----- EXTRACTED MATERIAL -----

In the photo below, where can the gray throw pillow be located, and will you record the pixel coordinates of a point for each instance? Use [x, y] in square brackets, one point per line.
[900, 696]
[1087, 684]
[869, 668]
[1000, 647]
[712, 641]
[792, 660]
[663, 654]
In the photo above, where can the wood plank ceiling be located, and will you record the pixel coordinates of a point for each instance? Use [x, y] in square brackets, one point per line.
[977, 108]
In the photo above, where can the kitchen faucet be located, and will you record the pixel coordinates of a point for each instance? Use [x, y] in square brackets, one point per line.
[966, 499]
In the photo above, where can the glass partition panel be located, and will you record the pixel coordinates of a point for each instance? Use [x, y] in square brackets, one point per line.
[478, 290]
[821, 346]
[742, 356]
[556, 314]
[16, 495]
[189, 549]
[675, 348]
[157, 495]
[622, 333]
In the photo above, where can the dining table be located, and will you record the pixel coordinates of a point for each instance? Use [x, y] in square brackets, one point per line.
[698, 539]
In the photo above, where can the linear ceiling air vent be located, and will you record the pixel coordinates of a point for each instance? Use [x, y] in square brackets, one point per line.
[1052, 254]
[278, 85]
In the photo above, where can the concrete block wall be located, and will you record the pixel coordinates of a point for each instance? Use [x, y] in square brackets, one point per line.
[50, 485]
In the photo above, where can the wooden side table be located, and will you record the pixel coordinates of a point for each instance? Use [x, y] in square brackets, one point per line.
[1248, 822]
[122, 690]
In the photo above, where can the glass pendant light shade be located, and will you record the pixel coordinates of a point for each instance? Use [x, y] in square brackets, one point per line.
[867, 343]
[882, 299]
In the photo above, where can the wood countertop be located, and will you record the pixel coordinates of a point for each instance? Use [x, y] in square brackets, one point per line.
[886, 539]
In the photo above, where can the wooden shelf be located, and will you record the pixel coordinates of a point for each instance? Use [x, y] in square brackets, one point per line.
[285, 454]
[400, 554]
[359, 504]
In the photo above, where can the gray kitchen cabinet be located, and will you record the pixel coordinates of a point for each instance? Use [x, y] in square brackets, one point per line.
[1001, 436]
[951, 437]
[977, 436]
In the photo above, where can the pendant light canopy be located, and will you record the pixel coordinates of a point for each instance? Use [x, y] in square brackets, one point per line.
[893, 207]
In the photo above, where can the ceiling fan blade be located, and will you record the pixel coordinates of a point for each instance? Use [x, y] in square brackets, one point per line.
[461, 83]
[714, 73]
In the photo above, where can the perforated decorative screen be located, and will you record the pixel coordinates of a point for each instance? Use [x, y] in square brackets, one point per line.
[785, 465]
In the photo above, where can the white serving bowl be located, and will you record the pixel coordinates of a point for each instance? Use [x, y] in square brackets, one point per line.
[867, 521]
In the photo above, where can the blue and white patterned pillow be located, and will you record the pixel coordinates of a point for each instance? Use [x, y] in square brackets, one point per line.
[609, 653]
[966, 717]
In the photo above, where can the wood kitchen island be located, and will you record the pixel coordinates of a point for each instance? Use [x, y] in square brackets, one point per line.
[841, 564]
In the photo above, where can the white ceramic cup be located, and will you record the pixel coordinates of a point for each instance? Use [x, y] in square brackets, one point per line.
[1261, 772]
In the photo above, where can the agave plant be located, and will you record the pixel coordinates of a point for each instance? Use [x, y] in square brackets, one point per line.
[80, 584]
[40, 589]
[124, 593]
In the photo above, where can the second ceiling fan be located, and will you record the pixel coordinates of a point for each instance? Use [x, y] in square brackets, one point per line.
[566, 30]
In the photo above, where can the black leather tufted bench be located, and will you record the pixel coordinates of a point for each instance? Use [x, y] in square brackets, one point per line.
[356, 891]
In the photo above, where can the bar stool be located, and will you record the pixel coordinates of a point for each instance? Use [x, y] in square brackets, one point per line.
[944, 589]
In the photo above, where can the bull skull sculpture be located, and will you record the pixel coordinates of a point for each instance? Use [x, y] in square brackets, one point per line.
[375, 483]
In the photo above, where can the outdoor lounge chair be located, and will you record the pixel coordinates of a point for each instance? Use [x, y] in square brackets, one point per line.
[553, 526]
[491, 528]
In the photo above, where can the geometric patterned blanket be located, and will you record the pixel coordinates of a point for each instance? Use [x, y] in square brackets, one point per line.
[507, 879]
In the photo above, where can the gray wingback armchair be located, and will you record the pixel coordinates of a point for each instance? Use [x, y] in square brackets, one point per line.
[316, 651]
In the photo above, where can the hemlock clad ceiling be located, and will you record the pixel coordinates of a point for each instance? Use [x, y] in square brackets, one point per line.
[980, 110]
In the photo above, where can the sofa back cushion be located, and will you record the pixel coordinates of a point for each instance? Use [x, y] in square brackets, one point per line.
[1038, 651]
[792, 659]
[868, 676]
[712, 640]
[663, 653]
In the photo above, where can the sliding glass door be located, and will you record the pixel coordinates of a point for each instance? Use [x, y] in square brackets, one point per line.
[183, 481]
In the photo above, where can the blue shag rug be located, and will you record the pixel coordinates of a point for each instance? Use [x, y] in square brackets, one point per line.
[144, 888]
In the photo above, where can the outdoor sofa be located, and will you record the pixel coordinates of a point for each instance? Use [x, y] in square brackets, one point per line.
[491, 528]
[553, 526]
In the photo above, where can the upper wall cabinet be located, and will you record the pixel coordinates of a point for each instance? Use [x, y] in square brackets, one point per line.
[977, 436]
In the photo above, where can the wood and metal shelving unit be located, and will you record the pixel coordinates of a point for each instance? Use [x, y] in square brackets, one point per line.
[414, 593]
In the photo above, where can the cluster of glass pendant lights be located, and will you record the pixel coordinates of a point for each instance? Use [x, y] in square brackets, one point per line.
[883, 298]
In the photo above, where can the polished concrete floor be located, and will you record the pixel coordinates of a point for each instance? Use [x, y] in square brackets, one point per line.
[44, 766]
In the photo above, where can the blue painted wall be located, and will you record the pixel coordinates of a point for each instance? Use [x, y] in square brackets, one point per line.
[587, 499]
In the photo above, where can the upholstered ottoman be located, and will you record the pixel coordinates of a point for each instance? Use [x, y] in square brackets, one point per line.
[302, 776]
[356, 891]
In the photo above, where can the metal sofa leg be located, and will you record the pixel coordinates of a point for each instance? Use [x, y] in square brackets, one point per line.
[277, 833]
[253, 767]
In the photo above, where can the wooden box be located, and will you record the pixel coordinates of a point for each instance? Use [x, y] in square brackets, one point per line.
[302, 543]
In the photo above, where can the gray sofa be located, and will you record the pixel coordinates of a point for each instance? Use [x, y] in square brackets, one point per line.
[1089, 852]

-----

YOUR GOAL: Please copy every row above word for word, keeping the same order and leaving nothing out.

PROBLEM SOLUTION:
In the photo below, where can the gray throw pillow be located, and will you record the pixel coordinates of a point for each instance? Use [x, y] in square brackets, one point per line.
[900, 696]
[1087, 684]
[869, 668]
[1000, 647]
[712, 641]
[792, 660]
[663, 654]
In the photo above, where can the wood plank ceiling be located, and will you record the pixel coordinates of a point for each instance? Use [x, y] in square brackets, one point per line.
[977, 108]
In the photo above, where can the kitchen faucet be located, and will you record the pixel coordinates of a point for each instance? Use [x, y] in square brackets, one point per line.
[966, 499]
In the photo above, where can the glass partition panel be located, and will you record the pixel coordinates of a point for each instance? Use [x, y] in square brackets, one point per line.
[478, 290]
[821, 346]
[742, 356]
[556, 314]
[16, 495]
[189, 549]
[675, 348]
[157, 495]
[622, 333]
In the photo above, where can the dining table be located, and will you record the pixel coordinates of a point for each instance? Use [x, y] in square brackets, one point per line.
[698, 539]
In the photo above, where can the linear ceiling air vent be located, and will you record the pixel coordinates of a point for each instance? Use [x, y] in square brackets, one point per line.
[1052, 254]
[278, 85]
In the photo above, where can the concrete block wall be located, and will you record the pixel coordinates of a point for each instance? Use [x, y] in square brackets, one point per line.
[50, 485]
In the photo above, where can the wooden side table be located, and will you record the pixel coordinates of a point for each instance? Use [x, y] in square brackets, one point per line.
[1248, 822]
[122, 690]
In the photo above, where can the glass pendant light shade be located, and will you record the pixel coordinates of a point for each instance? Use [x, y] in square brackets, one point per line.
[867, 343]
[882, 299]
In the photo above, where can the wood countertop be located, and will you record the pixel coordinates of a point for each instance? Use [x, y] in square brackets, one point per line.
[886, 539]
In the photo above, where can the wooden shelf be located, and will you record the pixel coordinates of a point for each instance? Use [x, y] in square brackets, one point per line.
[285, 454]
[400, 554]
[359, 504]
In the photo above, where can the gray kitchen cabinet be located, and will you record the pixel coordinates of a point for each instance? Use [x, y] in square brackets, one point per line.
[1001, 436]
[951, 437]
[977, 436]
In the photo above, where can the pendant light canopy be located, and will you record the pixel coordinates of a point for each instance? Use [x, y] in square brackets, one point per line.
[893, 207]
In the photo above, where can the ceiling fan blade be located, and will you record the pixel coordinates of a point for each instance? Use [x, y] in square brackets, one point per line.
[461, 83]
[714, 73]
In the photo above, where can the perforated decorative screen be located, and will you record the pixel coordinates of a point for each instance? Use [x, y] in square brackets, one point per line.
[785, 465]
In the photo above, where can the white serving bowl be located, and will you record the pixel coordinates of a point for each instance? Use [x, y] in square brackets, one point per line.
[867, 521]
In the photo above, where can the blue and white patterned pillow be located, and will you record the pixel coordinates of a point for each instance? Use [x, y] in square brackets, one point per line.
[609, 653]
[966, 717]
In the photo above, where can the wood kitchen island be located, and will you record the pixel coordinates of a point for each instance? Use [x, y] in square brackets, one point per line.
[841, 564]
In the photo above, where can the white ceramic cup be located, and will you record the pixel coordinates of a point for each instance? Use [x, y] in square brackets, one point per line.
[1261, 772]
In the photo above, where can the agave plant be located, and will you record the pixel coordinates of a point for each instance? Use [x, y] in square brackets, one point per line.
[80, 584]
[40, 589]
[124, 593]
In the photo above, where can the second ceiling fan be located, and will you record the pixel coordinates of a point for each instance? Use [x, y] in square brackets, one point per line.
[566, 30]
In the photo above, where can the black leather tufted bench be located, and will you record the pixel coordinates of a point for each instance? Use [x, y] in square brackets, one point per line.
[356, 891]
In the photo above, where can the bar stool be located, and will you record the pixel coordinates of a point for each instance? Use [x, y] in square brackets, one point per line.
[944, 589]
In the photo above, where can the bull skull sculpture be located, and will you record the pixel coordinates of a point for each instance? Use [x, y] in square brackets, one point per line.
[375, 483]
In the photo above, where can the outdoor lounge chair be located, and will you record the pixel coordinates of a point for each instance? Use [x, y] in square brackets, one point per line.
[553, 526]
[491, 528]
In the photo above, where can the geometric patterned blanket be located, and will you record the pixel coordinates of a point for each instance? Use [x, y] in square brackets, one point per line.
[507, 879]
In the photo above, where can the gray wingback armchair be located, and will you record the pixel coordinates of a point for each instance? Use [x, y] in square brackets, one point per line.
[316, 651]
In the photo above, where can the hemlock clad ceiling be located, and will you record the pixel coordinates of a point for each instance? Use [x, y] in square brackets, one point per line.
[980, 110]
In the photo above, where can the sofa back cushion be located, and will you record the pixel coordinates of a point for each instance? Use [x, y] in square brackets, one point per line.
[1038, 651]
[792, 659]
[868, 676]
[712, 640]
[663, 653]
In the photo above, where can the sliding glass door be located, and will you record the pixel coordinates of a point for each instance? Use [x, y] in square brackets, one point per line.
[183, 481]
In the photo above, where can the blue shag rug be located, and will you record the pixel coordinates of a point for each instance? Use [x, y] in square brackets, one point per line.
[144, 888]
In the photo above, where can the outdoor sofa be located, and will you record the pixel coordinates of a point for each instance? Use [x, y] in square brackets, one point per line.
[491, 528]
[553, 526]
In the photo above, where can the upper wall cabinet be located, and will you record the pixel coordinates of a point for each instance? Use [x, y] in square brackets, one point per line.
[977, 436]
In the photo above, where can the wood and metal shelving unit be located, and will you record the pixel coordinates of a point for each instance? Use [x, y] in square brackets, one point per line.
[414, 593]
In the photo above, where can the cluster of glass pendant lights be located, and will you record the pixel coordinates of a point for each instance? Use [x, y] in square brackets, one point per line.
[883, 298]
In the photo above, where can the polished concrete floor be located, and will you record the pixel coordinates of a point for each instance? Use [x, y] in square brackets, one point per line.
[44, 766]
In the photo above, where can the blue painted wall be located, and will you record the pixel coordinates of a point for each instance? Use [x, y] in square brackets, one point per line.
[587, 499]
In the photo above, where can the upholstered ottoman be located, and will you record the pixel coordinates of a point for each instance? Use [x, y] in square brackets, one point per line.
[302, 776]
[356, 891]
In the photo above, where can the metal sofa leg be located, and will you record the pixel coordinates of a point for each instance? Use [x, y] in square brackets, one point per line.
[277, 833]
[253, 767]
In the photo above, where can the wooden box be located, and will you record the pixel coordinates of a point for each instance? Use [x, y] in square brackets, one point per line.
[302, 543]
In the photo above, where can the gray sofa be located, and will you record the pixel coordinates of a point for each instance? Use [x, y] in square brackets, one point per line.
[1089, 852]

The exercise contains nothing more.